(Entries for shape annotation)
>> begin

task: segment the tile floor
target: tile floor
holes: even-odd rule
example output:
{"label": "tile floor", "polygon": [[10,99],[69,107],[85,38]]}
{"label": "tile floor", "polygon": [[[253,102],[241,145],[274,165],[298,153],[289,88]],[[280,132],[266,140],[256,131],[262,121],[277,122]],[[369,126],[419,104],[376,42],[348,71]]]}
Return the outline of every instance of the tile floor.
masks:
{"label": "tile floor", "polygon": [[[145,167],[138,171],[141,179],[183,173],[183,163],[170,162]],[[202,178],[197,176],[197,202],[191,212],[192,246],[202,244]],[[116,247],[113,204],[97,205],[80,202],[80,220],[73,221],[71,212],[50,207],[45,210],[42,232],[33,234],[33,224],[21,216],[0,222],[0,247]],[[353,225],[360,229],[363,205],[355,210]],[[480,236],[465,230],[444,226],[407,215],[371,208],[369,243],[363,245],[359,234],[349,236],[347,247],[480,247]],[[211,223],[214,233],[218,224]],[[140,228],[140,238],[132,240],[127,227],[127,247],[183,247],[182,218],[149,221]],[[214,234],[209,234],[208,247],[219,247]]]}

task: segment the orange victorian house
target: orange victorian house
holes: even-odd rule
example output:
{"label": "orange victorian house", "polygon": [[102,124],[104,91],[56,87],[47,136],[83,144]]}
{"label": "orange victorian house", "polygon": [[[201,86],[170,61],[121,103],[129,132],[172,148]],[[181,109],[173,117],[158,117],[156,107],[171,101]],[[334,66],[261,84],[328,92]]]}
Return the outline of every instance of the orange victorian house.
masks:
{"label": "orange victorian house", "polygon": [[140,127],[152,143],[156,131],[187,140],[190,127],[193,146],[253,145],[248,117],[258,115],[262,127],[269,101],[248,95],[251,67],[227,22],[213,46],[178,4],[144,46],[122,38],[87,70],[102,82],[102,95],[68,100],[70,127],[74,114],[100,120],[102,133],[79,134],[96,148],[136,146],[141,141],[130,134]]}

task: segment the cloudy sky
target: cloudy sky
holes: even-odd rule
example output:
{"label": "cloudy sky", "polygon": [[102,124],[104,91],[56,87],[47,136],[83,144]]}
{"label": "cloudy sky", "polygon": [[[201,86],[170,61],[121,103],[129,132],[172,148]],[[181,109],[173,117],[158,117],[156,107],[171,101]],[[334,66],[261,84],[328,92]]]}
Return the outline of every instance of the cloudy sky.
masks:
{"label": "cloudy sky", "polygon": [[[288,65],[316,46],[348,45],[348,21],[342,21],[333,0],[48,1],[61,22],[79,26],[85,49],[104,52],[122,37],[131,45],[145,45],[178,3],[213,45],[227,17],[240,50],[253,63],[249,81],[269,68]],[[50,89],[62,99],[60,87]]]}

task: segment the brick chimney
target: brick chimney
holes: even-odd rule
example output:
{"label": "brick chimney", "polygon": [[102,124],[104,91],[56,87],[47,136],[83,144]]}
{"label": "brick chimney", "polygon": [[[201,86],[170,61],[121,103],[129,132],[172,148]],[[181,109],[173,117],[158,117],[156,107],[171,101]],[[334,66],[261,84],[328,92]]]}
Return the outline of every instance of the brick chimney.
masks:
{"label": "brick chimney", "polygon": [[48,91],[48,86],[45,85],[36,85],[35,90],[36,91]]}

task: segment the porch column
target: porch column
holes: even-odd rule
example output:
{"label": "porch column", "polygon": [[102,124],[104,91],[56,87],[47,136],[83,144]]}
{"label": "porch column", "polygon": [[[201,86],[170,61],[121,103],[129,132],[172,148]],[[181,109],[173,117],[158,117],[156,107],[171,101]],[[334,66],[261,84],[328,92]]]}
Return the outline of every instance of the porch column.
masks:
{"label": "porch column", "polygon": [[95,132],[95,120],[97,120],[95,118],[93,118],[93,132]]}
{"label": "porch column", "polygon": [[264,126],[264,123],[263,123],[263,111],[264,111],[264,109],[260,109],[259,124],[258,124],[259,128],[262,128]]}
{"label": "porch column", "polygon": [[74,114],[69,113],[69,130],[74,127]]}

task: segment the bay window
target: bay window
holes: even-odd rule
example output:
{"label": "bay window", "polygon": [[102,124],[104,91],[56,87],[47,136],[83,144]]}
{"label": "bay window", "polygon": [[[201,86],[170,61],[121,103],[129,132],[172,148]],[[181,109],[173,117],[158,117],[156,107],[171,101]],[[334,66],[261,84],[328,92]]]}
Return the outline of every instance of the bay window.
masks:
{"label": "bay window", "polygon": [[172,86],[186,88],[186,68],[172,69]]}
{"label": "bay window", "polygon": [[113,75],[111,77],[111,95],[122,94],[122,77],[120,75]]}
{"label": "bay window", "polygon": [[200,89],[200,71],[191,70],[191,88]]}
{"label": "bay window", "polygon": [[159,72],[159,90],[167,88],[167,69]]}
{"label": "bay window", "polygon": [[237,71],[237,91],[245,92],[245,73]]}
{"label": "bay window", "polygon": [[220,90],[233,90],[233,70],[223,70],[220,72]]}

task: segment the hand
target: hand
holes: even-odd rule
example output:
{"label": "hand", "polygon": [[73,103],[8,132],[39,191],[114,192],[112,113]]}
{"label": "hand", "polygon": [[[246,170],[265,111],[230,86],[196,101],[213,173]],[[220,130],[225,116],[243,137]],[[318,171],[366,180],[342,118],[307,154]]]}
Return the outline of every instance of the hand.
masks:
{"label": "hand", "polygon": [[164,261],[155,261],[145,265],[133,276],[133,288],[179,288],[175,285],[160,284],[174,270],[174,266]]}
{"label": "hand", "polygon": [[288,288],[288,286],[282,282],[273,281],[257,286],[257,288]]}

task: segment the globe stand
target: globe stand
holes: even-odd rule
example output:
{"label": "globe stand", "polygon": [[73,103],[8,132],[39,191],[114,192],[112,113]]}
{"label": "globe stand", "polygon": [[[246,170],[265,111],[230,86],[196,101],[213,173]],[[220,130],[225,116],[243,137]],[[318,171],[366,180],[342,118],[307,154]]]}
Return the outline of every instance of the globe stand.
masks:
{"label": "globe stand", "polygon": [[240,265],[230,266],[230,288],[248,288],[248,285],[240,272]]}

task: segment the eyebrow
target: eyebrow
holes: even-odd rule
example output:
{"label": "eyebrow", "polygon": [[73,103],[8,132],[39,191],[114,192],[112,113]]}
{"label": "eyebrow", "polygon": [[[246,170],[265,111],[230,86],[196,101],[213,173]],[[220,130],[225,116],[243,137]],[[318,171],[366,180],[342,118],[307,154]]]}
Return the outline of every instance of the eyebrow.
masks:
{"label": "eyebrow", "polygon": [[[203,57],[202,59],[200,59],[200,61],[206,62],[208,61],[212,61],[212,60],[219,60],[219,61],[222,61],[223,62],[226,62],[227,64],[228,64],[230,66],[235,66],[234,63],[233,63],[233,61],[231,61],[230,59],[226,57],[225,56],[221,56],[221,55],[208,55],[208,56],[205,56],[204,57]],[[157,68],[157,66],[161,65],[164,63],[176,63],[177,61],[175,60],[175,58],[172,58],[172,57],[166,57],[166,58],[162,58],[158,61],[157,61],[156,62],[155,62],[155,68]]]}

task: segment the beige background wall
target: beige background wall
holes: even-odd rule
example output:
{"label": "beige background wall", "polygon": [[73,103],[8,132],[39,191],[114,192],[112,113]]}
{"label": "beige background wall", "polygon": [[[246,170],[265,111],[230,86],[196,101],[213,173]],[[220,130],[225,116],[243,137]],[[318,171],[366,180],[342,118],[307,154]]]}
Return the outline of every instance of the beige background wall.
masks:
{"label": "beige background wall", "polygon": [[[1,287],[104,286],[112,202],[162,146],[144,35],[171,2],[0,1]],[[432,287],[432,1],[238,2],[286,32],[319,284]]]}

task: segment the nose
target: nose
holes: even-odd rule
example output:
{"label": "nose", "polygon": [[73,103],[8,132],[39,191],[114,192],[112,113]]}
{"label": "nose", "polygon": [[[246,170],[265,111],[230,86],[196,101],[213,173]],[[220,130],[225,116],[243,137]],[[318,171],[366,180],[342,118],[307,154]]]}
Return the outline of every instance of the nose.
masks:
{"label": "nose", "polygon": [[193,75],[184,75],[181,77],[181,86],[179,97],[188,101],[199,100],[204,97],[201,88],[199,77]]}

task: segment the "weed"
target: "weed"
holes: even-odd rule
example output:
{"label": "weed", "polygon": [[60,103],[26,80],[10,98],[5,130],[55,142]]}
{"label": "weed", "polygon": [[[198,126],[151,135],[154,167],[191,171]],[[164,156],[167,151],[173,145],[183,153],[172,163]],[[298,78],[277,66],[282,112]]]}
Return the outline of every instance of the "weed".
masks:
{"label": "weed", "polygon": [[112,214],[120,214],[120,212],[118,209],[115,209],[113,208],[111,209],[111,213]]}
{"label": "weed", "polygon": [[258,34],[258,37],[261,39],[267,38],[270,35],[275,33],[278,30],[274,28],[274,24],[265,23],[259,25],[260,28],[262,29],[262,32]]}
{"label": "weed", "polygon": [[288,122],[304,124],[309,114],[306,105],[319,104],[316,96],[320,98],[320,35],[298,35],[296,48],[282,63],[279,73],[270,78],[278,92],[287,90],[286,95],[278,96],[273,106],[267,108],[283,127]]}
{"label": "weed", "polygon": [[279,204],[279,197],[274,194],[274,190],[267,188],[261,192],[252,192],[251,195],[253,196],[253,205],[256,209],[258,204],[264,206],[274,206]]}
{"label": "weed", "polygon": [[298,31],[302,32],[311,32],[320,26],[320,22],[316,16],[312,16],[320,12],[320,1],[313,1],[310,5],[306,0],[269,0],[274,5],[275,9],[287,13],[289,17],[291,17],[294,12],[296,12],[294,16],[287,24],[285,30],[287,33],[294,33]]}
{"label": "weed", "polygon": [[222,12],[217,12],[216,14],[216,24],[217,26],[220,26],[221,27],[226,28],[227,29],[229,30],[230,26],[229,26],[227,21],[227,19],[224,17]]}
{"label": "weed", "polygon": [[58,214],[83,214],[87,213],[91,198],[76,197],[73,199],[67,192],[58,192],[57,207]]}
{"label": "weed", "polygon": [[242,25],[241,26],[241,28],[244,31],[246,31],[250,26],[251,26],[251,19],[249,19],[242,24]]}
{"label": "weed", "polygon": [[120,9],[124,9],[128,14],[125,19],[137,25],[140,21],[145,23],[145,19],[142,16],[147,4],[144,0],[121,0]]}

>> end

■ **TASK BRIEF**:
Gather every line in the entries above that contains the string "tile".

■ **TASK SOLUTION**:
task: segment the tile floor
target: tile floor
{"label": "tile floor", "polygon": [[10,99],[69,107],[85,38]]}
{"label": "tile floor", "polygon": [[[253,102],[241,145],[274,165],[298,153],[289,88]],[[280,132],[266,140],[256,131],[262,121],[277,122]],[[369,126],[419,104],[376,42],[348,71]]]}
Return the outline of every instance of the tile floor.
{"label": "tile floor", "polygon": [[[145,167],[138,171],[141,179],[183,173],[183,163],[170,162]],[[202,178],[197,176],[197,202],[191,212],[192,246],[202,244]],[[116,247],[113,204],[97,205],[80,202],[80,220],[73,221],[71,212],[50,207],[45,210],[42,232],[33,234],[33,224],[21,216],[0,222],[0,247]],[[353,225],[360,229],[363,205],[355,210]],[[480,236],[465,230],[444,226],[407,215],[371,208],[369,243],[363,245],[359,234],[349,236],[347,247],[480,247]],[[211,223],[214,233],[218,224]],[[140,228],[140,238],[132,240],[127,227],[127,247],[183,247],[182,218],[149,221]],[[214,234],[209,234],[208,247],[219,247]]]}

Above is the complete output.